• _WORK ORDER_:
In the entries below, count the lines that include the word "child" and reply with the number alone.

----- SOURCE MATERIAL -----

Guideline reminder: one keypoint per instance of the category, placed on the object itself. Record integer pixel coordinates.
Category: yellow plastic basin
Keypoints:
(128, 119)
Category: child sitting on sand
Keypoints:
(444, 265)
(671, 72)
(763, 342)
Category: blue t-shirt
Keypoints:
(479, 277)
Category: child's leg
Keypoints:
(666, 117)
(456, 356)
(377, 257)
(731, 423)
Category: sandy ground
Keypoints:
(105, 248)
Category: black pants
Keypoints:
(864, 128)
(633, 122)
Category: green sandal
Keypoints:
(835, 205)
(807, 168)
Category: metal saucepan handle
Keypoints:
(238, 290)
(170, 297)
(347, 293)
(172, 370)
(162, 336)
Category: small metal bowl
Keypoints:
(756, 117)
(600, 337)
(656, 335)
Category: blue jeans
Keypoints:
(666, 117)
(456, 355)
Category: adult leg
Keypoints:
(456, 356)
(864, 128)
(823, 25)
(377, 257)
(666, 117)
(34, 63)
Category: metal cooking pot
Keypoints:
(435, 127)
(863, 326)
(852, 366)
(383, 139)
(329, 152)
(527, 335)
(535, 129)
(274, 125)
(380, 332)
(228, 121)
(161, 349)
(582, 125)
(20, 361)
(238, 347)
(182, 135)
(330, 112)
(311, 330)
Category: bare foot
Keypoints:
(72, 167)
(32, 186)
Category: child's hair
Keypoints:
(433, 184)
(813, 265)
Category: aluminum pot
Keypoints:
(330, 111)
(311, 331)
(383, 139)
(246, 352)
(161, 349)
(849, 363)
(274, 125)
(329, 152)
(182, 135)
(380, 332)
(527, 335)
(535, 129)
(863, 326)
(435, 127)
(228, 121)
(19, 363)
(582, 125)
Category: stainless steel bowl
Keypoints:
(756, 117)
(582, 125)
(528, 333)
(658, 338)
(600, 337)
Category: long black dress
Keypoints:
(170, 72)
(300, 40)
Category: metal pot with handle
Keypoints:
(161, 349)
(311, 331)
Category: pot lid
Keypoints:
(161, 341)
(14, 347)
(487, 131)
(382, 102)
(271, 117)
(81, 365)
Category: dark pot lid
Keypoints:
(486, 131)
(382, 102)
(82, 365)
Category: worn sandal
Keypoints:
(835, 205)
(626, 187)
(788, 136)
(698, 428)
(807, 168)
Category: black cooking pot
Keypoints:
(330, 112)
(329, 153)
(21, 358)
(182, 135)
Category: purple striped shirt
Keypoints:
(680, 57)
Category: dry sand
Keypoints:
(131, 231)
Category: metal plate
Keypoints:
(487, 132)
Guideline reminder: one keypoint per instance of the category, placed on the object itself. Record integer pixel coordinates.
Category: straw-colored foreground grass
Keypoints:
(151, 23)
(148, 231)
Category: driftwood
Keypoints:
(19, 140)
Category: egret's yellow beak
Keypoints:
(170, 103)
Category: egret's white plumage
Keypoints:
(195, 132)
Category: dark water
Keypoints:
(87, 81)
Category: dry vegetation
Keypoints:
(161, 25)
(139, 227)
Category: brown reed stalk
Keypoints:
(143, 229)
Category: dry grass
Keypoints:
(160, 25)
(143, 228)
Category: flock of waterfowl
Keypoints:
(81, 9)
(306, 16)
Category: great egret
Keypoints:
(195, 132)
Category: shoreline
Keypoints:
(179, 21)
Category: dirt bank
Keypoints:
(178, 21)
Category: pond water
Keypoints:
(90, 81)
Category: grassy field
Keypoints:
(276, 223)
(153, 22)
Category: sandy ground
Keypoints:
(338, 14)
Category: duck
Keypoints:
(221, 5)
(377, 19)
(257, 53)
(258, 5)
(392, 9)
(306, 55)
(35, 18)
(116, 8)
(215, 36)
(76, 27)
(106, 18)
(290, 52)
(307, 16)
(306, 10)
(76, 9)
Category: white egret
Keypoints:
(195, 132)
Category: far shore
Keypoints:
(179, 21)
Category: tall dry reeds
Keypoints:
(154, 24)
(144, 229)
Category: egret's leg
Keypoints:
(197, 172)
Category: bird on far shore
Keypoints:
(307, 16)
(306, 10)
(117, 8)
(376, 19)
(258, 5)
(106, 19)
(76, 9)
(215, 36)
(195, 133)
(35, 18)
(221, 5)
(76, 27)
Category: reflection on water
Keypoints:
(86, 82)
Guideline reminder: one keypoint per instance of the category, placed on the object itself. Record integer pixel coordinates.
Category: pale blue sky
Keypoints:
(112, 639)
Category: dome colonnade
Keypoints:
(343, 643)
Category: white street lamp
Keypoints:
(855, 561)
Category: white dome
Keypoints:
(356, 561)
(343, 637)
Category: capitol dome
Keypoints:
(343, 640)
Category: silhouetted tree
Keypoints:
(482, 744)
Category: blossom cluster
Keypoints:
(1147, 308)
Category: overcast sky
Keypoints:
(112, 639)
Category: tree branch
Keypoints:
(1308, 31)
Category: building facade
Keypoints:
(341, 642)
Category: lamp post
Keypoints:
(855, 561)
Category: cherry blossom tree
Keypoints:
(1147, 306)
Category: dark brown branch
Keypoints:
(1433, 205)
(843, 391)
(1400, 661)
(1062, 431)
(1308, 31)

-----

• _SOLUTION_:
3